● What is being asked
Copy the data as given. No line may be skipped.

● Task material

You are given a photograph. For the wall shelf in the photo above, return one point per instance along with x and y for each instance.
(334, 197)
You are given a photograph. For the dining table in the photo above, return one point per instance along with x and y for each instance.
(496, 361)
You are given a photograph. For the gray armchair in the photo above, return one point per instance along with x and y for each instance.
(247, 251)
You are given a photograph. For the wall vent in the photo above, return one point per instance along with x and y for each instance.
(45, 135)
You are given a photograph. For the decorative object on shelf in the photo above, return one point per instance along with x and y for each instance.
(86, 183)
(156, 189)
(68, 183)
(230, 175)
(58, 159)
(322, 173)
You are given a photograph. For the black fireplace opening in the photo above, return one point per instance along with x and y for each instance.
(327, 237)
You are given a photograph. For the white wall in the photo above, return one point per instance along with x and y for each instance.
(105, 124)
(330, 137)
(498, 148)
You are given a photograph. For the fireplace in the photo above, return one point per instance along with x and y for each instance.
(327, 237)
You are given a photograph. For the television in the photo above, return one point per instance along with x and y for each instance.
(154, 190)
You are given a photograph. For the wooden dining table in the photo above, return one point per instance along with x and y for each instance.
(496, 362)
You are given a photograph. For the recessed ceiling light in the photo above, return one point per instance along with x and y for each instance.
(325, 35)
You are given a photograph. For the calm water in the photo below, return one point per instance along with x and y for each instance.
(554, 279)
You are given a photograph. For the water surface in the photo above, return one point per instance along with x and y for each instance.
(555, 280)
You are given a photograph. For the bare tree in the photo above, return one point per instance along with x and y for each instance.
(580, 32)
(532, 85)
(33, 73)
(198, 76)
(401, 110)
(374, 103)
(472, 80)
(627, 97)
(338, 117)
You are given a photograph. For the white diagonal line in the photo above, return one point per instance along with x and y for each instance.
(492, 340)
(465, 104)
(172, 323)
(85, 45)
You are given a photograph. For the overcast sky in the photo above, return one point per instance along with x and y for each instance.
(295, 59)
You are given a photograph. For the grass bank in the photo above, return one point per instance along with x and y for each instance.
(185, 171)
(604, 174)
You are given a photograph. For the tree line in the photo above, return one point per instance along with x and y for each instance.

● Your solution
You are given a photograph. For the wall shelf in the photo above, return one point per instance along with x and y for each instance.
(334, 197)
You are given a photograph. For the dining table in the photo above, return one point per instance along with x and y for each instance.
(496, 361)
You are given a photograph. For the gray armchair in the photo above, return one point per instance along with x and y for each instance.
(247, 251)
You are given a photograph. For the wall vent in the photo above, return one point per instance along with x and y for each instance.
(45, 135)
You are given a photograph. For the decorative object on shelf in the photo above, return one point per instance along with x and y for each instance.
(86, 183)
(156, 189)
(68, 183)
(230, 175)
(58, 159)
(322, 173)
You are given a photograph. For the black fireplace opening in the photo above, return one point per instance along with x and y for each instance.
(327, 237)
You are given a photograph. For the white wall in the photo above, return one point per instance along with x and y for each instance.
(105, 124)
(330, 137)
(498, 148)
You are given a photograph. For the fireplace in the photo above, return one point per instance along with x and y for each instance.
(327, 237)
You are given a photograph. For the television in the photo above, return one point per instance along with x and y for each instance.
(154, 190)
You are given a photograph. For the wooden dining table in the photo above, return one point per instance along with x and y for each instance.
(496, 362)
You are given a photograph. For the recessed ceiling light in the photo above, return one point per instance along with x and y for each instance.
(325, 35)
You are given a photograph. For the calm water in the photo below, return one point per instance along with x and y for each instance.
(554, 279)
You are given a photograph. For the water surface in the photo above, return one point per instance along with x and y for each instance.
(555, 280)
You are given a photograph. For the bare tree in the photo above, return one point per instance along with x and y for each instance.
(580, 32)
(532, 85)
(33, 73)
(198, 76)
(401, 110)
(374, 103)
(472, 80)
(627, 97)
(338, 117)
You are given a photograph. For the white diagonal line in the photo above, return one point per instance along with x and y for each instance.
(492, 340)
(465, 104)
(172, 323)
(85, 45)
You are given a photograph. For the overcast sky in the photo above, return one point per instance along with x and y for each instance.
(295, 59)
You are given a photograph. For the grass bank in the photo above, return one point per instance along with x and y for each instance.
(185, 171)
(604, 174)
You are given a photograph. For the tree line in the photo above, return one point per instance along with x and y for each instance.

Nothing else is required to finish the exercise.